(Part of a data file)

----------------

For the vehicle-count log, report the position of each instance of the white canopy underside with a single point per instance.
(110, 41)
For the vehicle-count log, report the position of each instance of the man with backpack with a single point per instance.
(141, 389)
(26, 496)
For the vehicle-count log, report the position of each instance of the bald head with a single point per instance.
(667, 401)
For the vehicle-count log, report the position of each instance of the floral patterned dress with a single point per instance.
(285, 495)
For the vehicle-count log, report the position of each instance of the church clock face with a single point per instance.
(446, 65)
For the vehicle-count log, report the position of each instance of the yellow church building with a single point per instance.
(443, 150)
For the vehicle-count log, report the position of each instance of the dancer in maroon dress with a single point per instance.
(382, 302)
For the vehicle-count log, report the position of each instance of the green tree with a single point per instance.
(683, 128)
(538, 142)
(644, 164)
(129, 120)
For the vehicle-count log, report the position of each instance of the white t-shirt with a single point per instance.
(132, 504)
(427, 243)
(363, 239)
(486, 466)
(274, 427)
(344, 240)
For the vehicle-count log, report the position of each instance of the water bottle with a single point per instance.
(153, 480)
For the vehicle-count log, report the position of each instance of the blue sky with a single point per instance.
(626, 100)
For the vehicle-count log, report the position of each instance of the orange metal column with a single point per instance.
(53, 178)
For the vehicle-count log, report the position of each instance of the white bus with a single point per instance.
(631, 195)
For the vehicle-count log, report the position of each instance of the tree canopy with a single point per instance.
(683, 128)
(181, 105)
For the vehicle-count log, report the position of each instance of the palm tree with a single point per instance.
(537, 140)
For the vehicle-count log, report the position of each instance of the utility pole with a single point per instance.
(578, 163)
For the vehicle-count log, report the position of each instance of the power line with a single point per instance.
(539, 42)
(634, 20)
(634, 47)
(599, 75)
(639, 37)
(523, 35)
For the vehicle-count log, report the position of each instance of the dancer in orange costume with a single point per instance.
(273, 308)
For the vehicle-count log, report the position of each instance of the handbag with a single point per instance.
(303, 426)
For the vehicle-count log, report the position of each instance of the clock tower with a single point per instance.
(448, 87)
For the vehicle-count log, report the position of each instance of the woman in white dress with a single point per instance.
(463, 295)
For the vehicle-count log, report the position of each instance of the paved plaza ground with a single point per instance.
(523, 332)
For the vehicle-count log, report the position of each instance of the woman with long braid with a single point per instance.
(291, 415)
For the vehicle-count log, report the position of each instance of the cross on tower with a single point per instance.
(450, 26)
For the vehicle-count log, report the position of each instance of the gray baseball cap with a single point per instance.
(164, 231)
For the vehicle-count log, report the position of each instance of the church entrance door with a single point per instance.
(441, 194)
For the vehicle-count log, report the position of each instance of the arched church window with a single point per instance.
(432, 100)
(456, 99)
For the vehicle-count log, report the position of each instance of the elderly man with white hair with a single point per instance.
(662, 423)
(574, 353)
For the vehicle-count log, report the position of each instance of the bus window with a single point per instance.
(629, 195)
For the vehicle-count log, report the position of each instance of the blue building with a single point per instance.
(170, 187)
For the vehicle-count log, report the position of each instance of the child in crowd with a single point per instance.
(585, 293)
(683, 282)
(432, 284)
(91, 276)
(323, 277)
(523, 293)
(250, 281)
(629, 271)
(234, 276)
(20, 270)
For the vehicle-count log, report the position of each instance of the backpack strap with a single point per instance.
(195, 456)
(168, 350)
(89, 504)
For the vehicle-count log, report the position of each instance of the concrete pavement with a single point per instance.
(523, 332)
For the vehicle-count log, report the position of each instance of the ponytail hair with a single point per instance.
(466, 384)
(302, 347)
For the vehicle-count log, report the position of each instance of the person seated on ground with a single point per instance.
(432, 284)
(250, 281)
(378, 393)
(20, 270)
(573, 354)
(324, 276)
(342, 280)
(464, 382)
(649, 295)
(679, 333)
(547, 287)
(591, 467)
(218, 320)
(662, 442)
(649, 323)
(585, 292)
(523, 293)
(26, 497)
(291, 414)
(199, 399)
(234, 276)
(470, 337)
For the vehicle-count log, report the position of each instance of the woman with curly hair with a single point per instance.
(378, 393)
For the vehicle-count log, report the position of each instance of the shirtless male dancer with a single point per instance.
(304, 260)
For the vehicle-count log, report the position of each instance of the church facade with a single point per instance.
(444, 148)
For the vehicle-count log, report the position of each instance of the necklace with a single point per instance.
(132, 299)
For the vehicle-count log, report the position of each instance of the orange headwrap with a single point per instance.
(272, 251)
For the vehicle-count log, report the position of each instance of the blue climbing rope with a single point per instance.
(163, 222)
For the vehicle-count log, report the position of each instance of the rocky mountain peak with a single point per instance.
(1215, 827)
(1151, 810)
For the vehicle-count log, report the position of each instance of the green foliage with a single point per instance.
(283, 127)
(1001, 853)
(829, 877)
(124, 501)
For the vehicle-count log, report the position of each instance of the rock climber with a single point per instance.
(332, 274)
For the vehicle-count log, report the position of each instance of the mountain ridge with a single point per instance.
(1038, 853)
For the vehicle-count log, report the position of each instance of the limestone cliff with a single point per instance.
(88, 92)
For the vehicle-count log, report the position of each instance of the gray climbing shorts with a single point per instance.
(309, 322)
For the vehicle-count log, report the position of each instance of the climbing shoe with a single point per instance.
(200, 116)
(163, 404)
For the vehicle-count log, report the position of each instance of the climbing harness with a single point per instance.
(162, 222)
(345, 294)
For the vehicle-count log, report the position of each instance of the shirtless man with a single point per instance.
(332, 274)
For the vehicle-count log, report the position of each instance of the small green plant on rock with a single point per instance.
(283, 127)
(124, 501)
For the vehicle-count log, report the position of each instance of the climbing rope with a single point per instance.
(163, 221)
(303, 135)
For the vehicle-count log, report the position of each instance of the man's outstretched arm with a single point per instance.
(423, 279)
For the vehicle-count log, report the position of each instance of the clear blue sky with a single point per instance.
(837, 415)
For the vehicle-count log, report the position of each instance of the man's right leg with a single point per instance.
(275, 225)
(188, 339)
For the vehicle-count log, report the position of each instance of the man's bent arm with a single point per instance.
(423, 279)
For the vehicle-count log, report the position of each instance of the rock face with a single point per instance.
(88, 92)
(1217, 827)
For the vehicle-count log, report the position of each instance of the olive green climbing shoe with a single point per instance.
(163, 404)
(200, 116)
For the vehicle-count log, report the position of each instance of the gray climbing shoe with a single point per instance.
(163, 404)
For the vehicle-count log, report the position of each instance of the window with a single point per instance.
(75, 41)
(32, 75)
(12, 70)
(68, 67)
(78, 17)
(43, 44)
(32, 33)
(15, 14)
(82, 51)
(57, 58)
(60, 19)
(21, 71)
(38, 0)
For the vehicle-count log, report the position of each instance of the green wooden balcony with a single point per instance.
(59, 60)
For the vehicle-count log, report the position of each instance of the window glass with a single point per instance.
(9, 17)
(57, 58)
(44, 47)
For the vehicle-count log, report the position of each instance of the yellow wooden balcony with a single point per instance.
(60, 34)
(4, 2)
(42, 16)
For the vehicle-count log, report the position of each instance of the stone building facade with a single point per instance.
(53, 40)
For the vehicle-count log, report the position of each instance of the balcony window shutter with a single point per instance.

----------------

▶ _Given instruction_:
Copy out all of the records above with nothing altered.

▶ _Response_:
For the vehicle-count log, report the position of each instance of the white canopy underside with a single point per instance.
(110, 41)
For the vehicle-count log, report the position of each instance of the man with backpack with a single point per instance.
(141, 389)
(26, 496)
For the vehicle-count log, report the position of each instance of the bald head with a single point per instance.
(667, 401)
For the vehicle-count log, report the position of each instance of the floral patterned dress with a single point per instance.
(285, 495)
For the vehicle-count log, report the position of each instance of the church clock face with a single point per instance.
(446, 65)
For the vehicle-count log, report the position of each instance of the yellow church building with a single point per instance.
(443, 150)
For the vehicle-count log, report the position of each instance of the dancer in maroon dress with a single point per instance.
(382, 302)
For the vehicle-count log, report the position of each instance of the green tree with a single point per instance.
(683, 128)
(538, 142)
(644, 164)
(129, 120)
For the vehicle-count log, report the position of each instance of the white t-shirt with a single point per instance.
(132, 504)
(427, 243)
(363, 239)
(486, 466)
(274, 427)
(344, 240)
For the vehicle-count log, report the position of each instance of the water bottle with a single point per instance.
(153, 480)
For the vehicle-count log, report the position of each instance of the blue sky with a single point per instance.
(626, 100)
For the vehicle-count log, report the position of each instance of the orange metal column with a single point per instance.
(53, 178)
For the vehicle-count log, report the position of each instance of the white bus with a single point per instance.
(631, 195)
For the vehicle-count log, report the position of each instance of the tree canopy with a single point per instance.
(683, 128)
(181, 105)
For the vehicle-count log, report the position of each instance of the palm tree with a single point per instance.
(537, 140)
For the vehicle-count log, report the position of each instance of the utility pole with a single point per instance.
(578, 163)
For the vehicle-count log, report the position of each instance of the power line with a single point per instance.
(539, 42)
(634, 20)
(634, 47)
(599, 75)
(639, 37)
(523, 35)
For the vehicle-count log, report the position of each instance of the dancer in orange costume with a single point per instance.
(273, 308)
For the vehicle-count log, report the position of each instance of the handbag with a single point per instance.
(303, 426)
For the vehicle-count log, report the position of each instance of the clock tower with a single point per instance.
(448, 87)
For the vehicle-count log, report the position of each instance of the woman in white dress with a single point per instance.
(463, 295)
For the vehicle-count log, report the position of each instance of the paved plaza ground with a single point per instance.
(523, 332)
For the vehicle-count log, report the position of each instance of the woman with long braid with a single point per instance.
(291, 415)
For the vehicle-count log, report the position of each instance of the cross on tower with a single point per instance.
(450, 26)
For the vehicle-count log, report the position of each instance of the gray baseball cap with a single point per instance.
(164, 231)
For the vehicle-count log, report the position of each instance of the church entrance door with a single point per instance.
(441, 194)
For the vehicle-count log, report the position of each instance of the arched church window with a single point per instance.
(432, 100)
(456, 99)
For the vehicle-count log, report the position of each instance of the elderly man with white hair with a single point per instance.
(662, 423)
(574, 353)
For the vehicle-count log, report the position of each instance of the bus window with a single point per instance.
(629, 195)
For the vehicle-count log, report the position of each instance of the blue building with a single point per instance.
(170, 187)
For the vehicle-count log, report the position of each instance of the child in crowd with a single point per instance.
(585, 293)
(683, 282)
(432, 284)
(91, 276)
(323, 277)
(523, 293)
(250, 281)
(629, 271)
(234, 276)
(20, 270)
For the vehicle-count log, report the position of each instance of the backpack strap with a single point per instance.
(195, 456)
(168, 350)
(89, 504)
For the vehicle-count log, report the position of each instance of the concrete pavement with a single point per instance.
(523, 332)
For the vehicle-count log, report the position of each instance of the ponytail hair with a single point per instance.
(466, 384)
(302, 347)
For the vehicle-count log, report the position of each instance of the person seated on ground with a single point per instance.
(432, 284)
(250, 281)
(378, 393)
(20, 270)
(573, 354)
(324, 276)
(342, 280)
(464, 382)
(649, 295)
(679, 333)
(547, 287)
(591, 467)
(218, 320)
(662, 442)
(649, 323)
(585, 292)
(523, 293)
(26, 497)
(291, 414)
(199, 399)
(234, 276)
(470, 337)
For the vehicle-count log, report the position of each instance of the woman with curly hair with a single point per instance.
(378, 393)
For the vehicle-count log, report the position of each instance of the shirtless male dancer with a single point per instance.
(304, 260)
For the vehicle-count log, report the position of each instance of the church facade with a single point per instance.
(444, 148)
For the vehicle-count log, report the position of each instance of the necklace with a single point per instance.
(132, 299)
For the vehicle-count log, report the position of each instance of the orange headwrap with a single point per instance.
(272, 251)
For the vehicle-count log, report the position of each instance of the blue climbing rope with a single point per instance.
(163, 222)
For the vehicle-count log, report the position of each instance of the rocky mountain peak with a single point per instance.
(1215, 827)
(1151, 810)
For the vehicle-count log, report the position of each instance of the green foliage with a single point per instance.
(283, 127)
(1001, 853)
(829, 877)
(124, 501)
For the vehicle-count log, report the position of each instance of the rock climber with a single point per instance.
(332, 274)
For the vehicle-count log, report the position of each instance of the mountain ridge with a single point per instance.
(1038, 853)
For the vehicle-count log, report the position of each instance of the limestone cliff with a single point per instance.
(88, 92)
For the vehicle-count log, report the position of each instance of the gray climbing shorts with a single point per instance.
(309, 322)
For the vehicle-count log, report the position of each instance of the climbing shoe with a single point per instance.
(200, 116)
(163, 404)
For the vehicle-count log, report the position of each instance of the climbing harness with a single point per instance.
(162, 222)
(345, 294)
For the vehicle-count log, report the position of each instance of the shirtless man with a single point per instance.
(332, 274)
For the vehicle-count log, report the position of each instance of the small green plant on rock with a single point per instance.
(283, 127)
(124, 501)
For the vehicle-count log, report the position of each instance of the climbing rope with a single point per instance.
(163, 221)
(303, 135)
For the vehicle-count log, report the position of each instance of the man's outstretched arm with a single point per instance.
(423, 279)
For the vehicle-count log, report the position of each instance of the clear blue sky with a single point per instance.
(837, 415)
For the vehicle-count log, report the position of each instance of the man's right leg with a single point per instance.
(275, 225)
(188, 339)
For the vehicle-count log, report the position of each instance of the man's bent arm with a single point per instance.
(423, 279)
For the vehicle-count log, report the position of each instance of the rock face with a single point per instance.
(88, 92)
(1217, 827)
For the vehicle-count log, report the position of each instance of the olive green climbing shoe with a single point per instance.
(163, 404)
(200, 116)
For the vehicle-count log, report the position of each instance of the gray climbing shoe with a single point per instance.
(163, 404)
For the vehicle-count log, report the position of each instance of the window with a single point per instance.
(75, 41)
(32, 75)
(12, 70)
(68, 67)
(78, 17)
(43, 44)
(32, 33)
(15, 14)
(82, 51)
(57, 58)
(60, 19)
(21, 71)
(38, 0)
For the vehicle-count log, report the position of each instance of the green wooden balcony with a single point per instance.
(59, 60)
For the vehicle-count log, report the position of each instance of the window glass with a single point per instance.
(9, 17)
(57, 58)
(44, 47)
For the vehicle-count log, report the position of each instance of the yellow wooden balcony with a single point per instance.
(60, 34)
(4, 2)
(42, 16)
For the vehicle-count log, report the position of each instance of the stone building facade with a single point per instance.
(53, 40)
For the vehicle-count log, report the position of each instance of the balcony window shutter with a single point per instance.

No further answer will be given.